> **WRITTEN REQUEST 1**
From the book review on Vietnamese dissent, list the topics of the separate chapters on contemporary forms of dissidence.

Zachary Abuza has written a valuable and timely study of Vietnamese politics. The book is rather narrowly centered around an examination of dissent, but that has important implications for the larger political sphere. Although the focus is on contemporary Vietnam, the author maintains that today's dissidents cannot be properly understood without considering their historical antecedents: the protest of intellectuals in the mid- and late 1950s against party domination of literature and the arts, as well as the mid-1960s split within the party about the relationship between socialism and the war, the so-called Hoang Minh Chinh affair. The first, according to the author, not only provided a model and precedent for later dissidents but also established the subservience of all intellectual life to the dictates of the communist party. The second ended "democratic centralism" and tolerance for debate even within the party, although the question of inner-party democracy resurfaced in the 1990s.
Abuza details the various forms of contemporary dissidence in separate chapters on democratization and legalization, intellectual freedom and freedom of the press, the internal dissent of former southern guerrillas in the late 1980s (the Club of Former Resistance Fighters) against the policies of a northern-dominated party central leadership, religious freedom, and internal dissent within the party. He concludes that the short-term effect of these various dissident voices is limited.

> **WRITTEN REQUEST 2**
Report each line of the records that contains the word "large". Case counts.

> **THE RECORDS**
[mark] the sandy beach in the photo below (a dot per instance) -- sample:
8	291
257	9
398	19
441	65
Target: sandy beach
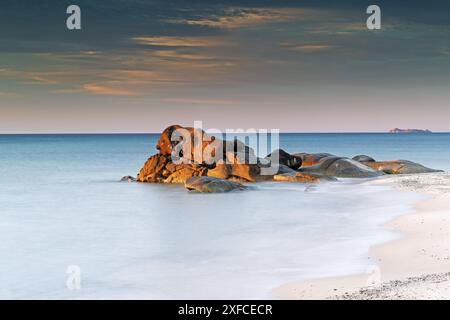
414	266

---

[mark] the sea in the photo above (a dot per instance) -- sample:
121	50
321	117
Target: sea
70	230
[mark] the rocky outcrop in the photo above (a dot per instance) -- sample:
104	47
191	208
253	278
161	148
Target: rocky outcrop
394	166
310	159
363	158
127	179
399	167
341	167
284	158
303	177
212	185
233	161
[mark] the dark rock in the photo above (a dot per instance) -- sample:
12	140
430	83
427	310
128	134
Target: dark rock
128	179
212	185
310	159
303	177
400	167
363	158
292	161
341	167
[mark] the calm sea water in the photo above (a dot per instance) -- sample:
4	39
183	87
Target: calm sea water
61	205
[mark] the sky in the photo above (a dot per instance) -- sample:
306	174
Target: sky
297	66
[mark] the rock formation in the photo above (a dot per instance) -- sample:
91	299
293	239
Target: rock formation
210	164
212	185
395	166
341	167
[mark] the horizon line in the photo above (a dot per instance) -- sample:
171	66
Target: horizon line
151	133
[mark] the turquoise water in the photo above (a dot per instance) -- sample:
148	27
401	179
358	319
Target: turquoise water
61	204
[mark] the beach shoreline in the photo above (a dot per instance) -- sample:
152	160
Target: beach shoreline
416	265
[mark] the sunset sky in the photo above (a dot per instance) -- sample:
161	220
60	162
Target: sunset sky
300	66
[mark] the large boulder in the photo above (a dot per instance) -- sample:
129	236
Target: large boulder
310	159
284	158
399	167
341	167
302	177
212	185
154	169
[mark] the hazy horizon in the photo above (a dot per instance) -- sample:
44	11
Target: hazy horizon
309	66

> **WRITTEN SOLUTION 1**
democratization and legalization
intellectual freedom and freedom of the press
the internal dissent of former southern guerrillas in the late 1980s (the Club of Former Resistance Fighters)
religious freedom
internal dissent within the party

> **WRITTEN SOLUTION 2**
[mark] the large boulder in the photo above (a dot per instance) -- sample:
Target: large boulder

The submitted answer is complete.